[Problem details]:
Please select every line of the rows below that contains the word "window" and copy each one out. Case counts.

§ §

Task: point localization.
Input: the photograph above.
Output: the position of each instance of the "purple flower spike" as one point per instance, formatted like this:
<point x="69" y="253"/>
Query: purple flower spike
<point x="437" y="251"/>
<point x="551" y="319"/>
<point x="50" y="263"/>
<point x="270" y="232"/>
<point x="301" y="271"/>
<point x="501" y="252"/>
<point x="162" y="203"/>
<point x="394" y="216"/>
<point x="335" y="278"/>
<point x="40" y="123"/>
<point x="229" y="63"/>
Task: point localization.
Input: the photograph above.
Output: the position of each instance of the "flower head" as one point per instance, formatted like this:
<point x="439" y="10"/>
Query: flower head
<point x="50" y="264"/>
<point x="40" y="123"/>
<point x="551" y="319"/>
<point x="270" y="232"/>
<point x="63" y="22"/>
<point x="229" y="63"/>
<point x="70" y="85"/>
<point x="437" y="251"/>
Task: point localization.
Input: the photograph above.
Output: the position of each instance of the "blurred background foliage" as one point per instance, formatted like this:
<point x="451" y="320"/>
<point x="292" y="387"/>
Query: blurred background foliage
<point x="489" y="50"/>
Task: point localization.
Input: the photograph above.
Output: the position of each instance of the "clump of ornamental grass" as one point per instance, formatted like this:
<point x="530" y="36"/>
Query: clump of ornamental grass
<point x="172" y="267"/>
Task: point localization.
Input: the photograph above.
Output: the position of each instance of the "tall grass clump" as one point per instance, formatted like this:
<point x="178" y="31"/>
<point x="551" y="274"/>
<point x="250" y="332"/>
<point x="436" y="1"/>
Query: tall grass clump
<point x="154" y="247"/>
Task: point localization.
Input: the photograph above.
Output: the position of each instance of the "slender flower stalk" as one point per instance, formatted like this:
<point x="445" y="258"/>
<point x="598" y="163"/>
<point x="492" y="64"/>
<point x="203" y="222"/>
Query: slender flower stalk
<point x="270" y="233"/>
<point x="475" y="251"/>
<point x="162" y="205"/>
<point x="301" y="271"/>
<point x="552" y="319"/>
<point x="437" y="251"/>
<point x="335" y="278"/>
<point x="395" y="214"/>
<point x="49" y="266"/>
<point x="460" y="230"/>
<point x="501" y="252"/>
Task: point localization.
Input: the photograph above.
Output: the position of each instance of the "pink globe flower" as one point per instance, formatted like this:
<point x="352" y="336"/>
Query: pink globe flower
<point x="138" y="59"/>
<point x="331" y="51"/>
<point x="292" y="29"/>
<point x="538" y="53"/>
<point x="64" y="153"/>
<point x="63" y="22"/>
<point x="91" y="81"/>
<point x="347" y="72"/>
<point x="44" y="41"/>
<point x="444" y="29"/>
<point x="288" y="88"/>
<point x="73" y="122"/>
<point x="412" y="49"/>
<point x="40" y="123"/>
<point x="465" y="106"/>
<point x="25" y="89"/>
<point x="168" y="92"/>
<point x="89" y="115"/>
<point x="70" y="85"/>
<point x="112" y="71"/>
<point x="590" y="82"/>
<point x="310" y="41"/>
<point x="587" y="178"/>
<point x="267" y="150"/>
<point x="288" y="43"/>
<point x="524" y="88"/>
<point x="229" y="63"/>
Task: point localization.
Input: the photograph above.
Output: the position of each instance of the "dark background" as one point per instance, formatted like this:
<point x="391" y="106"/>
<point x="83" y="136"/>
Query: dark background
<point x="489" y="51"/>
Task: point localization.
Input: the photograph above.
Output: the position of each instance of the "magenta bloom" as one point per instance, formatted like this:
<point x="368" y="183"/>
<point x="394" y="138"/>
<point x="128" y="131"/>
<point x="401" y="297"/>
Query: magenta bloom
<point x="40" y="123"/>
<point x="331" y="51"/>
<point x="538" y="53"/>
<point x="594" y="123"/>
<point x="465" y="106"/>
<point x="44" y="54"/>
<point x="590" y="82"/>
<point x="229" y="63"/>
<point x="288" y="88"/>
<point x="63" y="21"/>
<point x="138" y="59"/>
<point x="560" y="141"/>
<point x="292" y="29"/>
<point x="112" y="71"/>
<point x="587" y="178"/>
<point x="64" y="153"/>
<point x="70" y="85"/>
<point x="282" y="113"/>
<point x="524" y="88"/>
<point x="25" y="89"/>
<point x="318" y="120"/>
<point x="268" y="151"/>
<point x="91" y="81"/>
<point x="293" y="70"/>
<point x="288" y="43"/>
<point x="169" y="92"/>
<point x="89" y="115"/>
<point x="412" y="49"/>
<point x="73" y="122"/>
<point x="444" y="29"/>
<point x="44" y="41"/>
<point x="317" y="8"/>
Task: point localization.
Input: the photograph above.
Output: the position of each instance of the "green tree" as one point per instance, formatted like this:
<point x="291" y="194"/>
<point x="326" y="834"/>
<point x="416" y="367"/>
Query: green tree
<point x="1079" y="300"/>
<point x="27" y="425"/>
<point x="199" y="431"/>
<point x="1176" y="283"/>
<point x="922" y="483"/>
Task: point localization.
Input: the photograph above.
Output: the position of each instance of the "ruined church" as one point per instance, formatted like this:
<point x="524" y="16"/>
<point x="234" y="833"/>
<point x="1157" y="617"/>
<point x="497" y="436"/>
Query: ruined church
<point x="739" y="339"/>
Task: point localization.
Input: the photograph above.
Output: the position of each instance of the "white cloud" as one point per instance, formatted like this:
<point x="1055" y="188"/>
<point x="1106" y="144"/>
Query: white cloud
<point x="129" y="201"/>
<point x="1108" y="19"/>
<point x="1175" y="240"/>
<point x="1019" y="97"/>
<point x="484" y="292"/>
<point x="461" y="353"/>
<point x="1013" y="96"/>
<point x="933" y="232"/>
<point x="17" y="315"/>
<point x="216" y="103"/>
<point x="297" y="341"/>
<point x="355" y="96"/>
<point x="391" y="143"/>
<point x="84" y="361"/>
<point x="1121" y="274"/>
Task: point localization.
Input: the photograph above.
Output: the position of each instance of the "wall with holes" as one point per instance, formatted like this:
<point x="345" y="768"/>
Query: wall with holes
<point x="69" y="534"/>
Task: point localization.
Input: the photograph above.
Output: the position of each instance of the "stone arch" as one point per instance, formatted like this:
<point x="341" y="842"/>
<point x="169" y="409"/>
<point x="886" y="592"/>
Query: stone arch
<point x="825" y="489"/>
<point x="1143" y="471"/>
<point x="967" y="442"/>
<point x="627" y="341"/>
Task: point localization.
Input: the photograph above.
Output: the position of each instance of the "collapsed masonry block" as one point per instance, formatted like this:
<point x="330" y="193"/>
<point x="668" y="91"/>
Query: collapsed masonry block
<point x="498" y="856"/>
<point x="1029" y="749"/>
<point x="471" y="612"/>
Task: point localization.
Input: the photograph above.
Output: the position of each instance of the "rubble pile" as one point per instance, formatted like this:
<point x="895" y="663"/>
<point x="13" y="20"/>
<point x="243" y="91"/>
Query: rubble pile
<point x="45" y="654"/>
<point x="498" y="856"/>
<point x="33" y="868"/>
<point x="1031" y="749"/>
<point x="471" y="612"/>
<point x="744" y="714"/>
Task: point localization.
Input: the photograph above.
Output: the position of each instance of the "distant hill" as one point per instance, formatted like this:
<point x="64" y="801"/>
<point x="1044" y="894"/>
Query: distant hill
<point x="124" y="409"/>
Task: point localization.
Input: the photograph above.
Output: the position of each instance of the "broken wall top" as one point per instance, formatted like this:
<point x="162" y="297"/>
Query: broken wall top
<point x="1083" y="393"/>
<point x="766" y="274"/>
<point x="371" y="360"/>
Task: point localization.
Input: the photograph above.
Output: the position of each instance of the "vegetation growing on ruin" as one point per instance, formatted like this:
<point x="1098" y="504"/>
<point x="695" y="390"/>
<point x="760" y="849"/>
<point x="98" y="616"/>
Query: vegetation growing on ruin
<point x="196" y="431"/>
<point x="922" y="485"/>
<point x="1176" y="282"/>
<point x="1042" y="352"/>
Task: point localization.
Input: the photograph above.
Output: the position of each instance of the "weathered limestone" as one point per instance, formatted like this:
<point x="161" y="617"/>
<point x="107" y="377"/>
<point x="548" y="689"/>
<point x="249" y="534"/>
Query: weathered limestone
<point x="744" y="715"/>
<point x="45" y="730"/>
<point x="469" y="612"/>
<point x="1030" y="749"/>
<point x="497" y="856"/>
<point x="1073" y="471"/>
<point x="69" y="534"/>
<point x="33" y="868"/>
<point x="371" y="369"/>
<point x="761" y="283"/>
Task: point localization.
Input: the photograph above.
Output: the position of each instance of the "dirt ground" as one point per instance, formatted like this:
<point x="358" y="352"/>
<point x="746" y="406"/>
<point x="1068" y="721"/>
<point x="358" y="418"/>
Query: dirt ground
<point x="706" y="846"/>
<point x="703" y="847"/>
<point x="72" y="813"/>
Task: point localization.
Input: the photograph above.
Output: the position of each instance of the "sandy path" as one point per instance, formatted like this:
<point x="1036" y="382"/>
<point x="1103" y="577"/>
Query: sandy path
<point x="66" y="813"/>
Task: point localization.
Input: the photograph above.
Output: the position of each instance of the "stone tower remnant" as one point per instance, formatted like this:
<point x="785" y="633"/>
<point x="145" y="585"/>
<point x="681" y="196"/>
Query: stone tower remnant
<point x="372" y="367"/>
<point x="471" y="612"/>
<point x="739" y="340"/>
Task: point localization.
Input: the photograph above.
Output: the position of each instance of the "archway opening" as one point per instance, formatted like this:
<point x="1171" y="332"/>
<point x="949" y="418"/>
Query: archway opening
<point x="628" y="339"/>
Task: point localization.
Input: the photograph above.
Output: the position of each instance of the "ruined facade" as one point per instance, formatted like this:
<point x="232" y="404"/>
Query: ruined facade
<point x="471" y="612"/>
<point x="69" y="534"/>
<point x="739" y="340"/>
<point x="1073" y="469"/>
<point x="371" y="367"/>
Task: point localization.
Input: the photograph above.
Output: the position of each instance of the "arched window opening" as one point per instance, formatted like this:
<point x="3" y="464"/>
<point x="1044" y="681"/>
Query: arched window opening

§ §

[In response]:
Output: the position of each instance of the "arched window opening" as one point per instance, formatted like this:
Query: arched window opening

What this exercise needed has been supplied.